Render everything in the entries below as a numbered list, starting with the line that contains "twig and return the coordinates." and running down through the last line of the entries, and leave out blank lines.

(Stored entries)

START

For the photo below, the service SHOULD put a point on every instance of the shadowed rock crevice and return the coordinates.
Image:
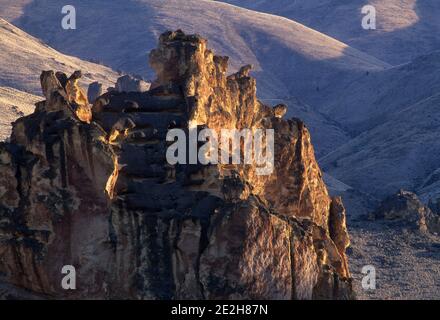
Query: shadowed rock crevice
(106, 200)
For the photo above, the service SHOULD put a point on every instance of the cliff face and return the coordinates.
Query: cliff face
(101, 196)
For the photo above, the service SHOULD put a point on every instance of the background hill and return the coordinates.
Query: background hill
(405, 28)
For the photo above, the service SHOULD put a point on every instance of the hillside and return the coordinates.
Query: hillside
(24, 57)
(400, 153)
(14, 104)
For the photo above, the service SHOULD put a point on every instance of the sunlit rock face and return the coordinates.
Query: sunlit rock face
(102, 197)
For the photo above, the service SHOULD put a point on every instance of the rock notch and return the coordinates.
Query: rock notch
(101, 196)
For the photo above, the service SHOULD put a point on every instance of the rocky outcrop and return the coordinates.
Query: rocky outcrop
(128, 83)
(406, 208)
(101, 196)
(94, 91)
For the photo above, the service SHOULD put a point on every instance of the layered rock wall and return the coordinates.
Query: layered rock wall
(102, 197)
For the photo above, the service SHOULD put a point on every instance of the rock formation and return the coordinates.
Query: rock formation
(102, 197)
(94, 91)
(406, 208)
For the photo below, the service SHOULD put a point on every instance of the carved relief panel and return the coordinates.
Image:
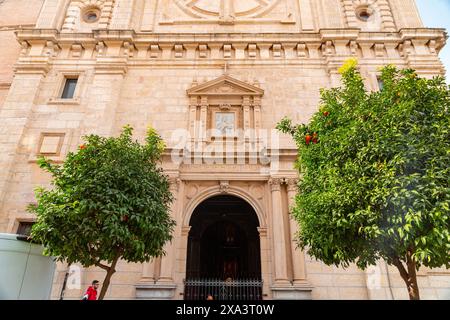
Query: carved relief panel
(219, 13)
(223, 108)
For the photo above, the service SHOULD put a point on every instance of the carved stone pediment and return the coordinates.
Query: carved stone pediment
(225, 85)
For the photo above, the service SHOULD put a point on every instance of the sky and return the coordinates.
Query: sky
(436, 14)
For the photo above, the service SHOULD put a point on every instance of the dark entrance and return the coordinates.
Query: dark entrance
(223, 250)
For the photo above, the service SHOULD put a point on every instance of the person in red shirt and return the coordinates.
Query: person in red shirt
(91, 292)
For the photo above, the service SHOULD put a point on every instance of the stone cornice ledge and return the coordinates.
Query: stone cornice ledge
(323, 35)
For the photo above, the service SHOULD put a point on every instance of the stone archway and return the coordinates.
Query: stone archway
(224, 250)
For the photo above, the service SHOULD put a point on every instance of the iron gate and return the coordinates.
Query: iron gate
(200, 289)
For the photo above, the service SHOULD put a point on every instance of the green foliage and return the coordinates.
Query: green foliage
(375, 183)
(109, 199)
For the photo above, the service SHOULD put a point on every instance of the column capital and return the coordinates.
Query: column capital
(174, 184)
(275, 184)
(291, 184)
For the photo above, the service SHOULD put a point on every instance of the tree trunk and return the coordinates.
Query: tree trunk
(410, 276)
(109, 273)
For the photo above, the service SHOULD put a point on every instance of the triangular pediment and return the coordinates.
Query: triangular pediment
(225, 85)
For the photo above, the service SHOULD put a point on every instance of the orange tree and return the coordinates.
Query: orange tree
(110, 200)
(375, 174)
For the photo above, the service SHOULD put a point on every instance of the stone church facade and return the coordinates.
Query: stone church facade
(213, 77)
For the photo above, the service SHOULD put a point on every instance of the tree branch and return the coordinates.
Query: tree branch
(100, 265)
(404, 274)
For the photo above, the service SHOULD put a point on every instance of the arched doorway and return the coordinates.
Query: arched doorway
(224, 251)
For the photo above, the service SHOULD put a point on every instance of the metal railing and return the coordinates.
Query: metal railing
(244, 289)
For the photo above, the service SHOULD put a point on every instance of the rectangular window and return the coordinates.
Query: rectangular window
(69, 88)
(225, 123)
(380, 84)
(25, 228)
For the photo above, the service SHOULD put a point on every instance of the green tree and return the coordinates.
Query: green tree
(375, 174)
(110, 200)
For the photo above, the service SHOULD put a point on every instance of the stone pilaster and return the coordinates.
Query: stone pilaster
(298, 256)
(279, 237)
(167, 262)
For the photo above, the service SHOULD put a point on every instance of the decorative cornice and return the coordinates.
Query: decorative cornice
(416, 48)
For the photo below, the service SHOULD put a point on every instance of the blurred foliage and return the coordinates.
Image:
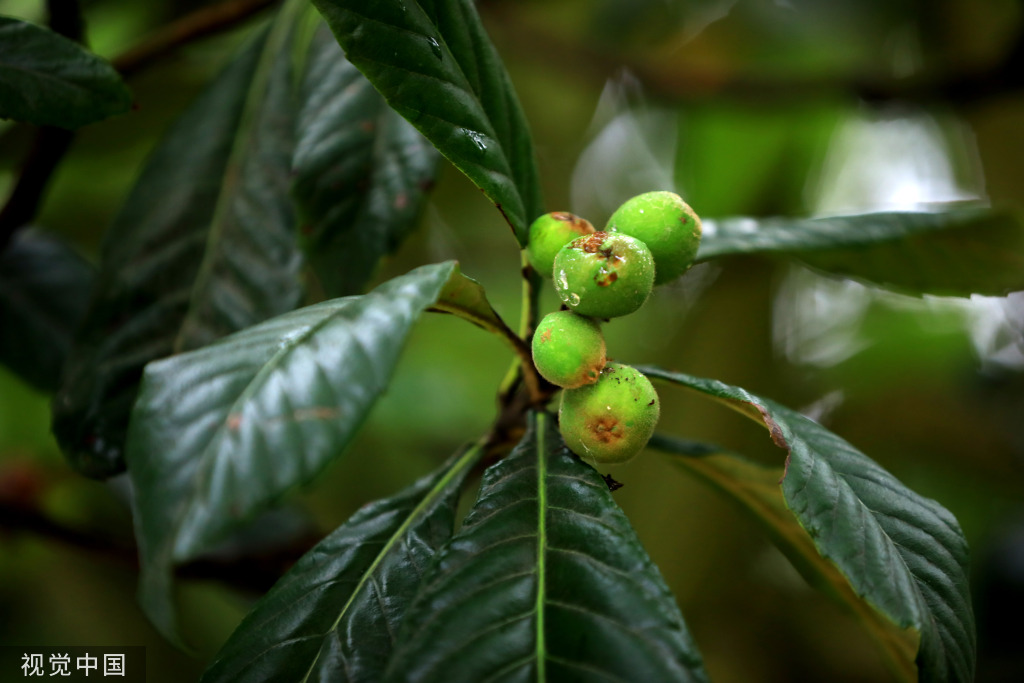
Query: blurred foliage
(754, 102)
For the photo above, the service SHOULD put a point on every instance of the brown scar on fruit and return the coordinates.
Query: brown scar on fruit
(581, 225)
(604, 429)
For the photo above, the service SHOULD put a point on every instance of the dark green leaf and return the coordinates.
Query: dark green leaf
(220, 433)
(756, 488)
(203, 247)
(465, 297)
(44, 289)
(903, 554)
(958, 252)
(334, 615)
(360, 171)
(47, 79)
(435, 66)
(545, 581)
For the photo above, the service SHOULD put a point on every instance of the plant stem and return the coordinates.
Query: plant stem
(205, 22)
(48, 144)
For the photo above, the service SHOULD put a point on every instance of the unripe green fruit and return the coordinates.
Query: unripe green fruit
(568, 349)
(611, 421)
(605, 274)
(667, 224)
(549, 233)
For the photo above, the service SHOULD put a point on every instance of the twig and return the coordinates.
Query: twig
(49, 144)
(197, 25)
(48, 147)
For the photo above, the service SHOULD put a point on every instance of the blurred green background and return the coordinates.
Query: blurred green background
(743, 107)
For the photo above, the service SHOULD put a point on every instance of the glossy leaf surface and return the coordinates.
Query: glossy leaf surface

END

**Task result:**
1. For the photo above, the service SHOULD put a point on every instance of the twig and return the coordinates.
2. Query: twig
3. (49, 144)
4. (197, 25)
5. (48, 147)
6. For the photo above, the service SHOULD put a point on every instance of the blurred green background and return the coordinates.
7. Query: blurred green background
8. (743, 107)
9. For the photo above, the service SHOULD put a point on every instance of the glossy leaf surface and return the coordinates.
10. Query: glossy leaf surface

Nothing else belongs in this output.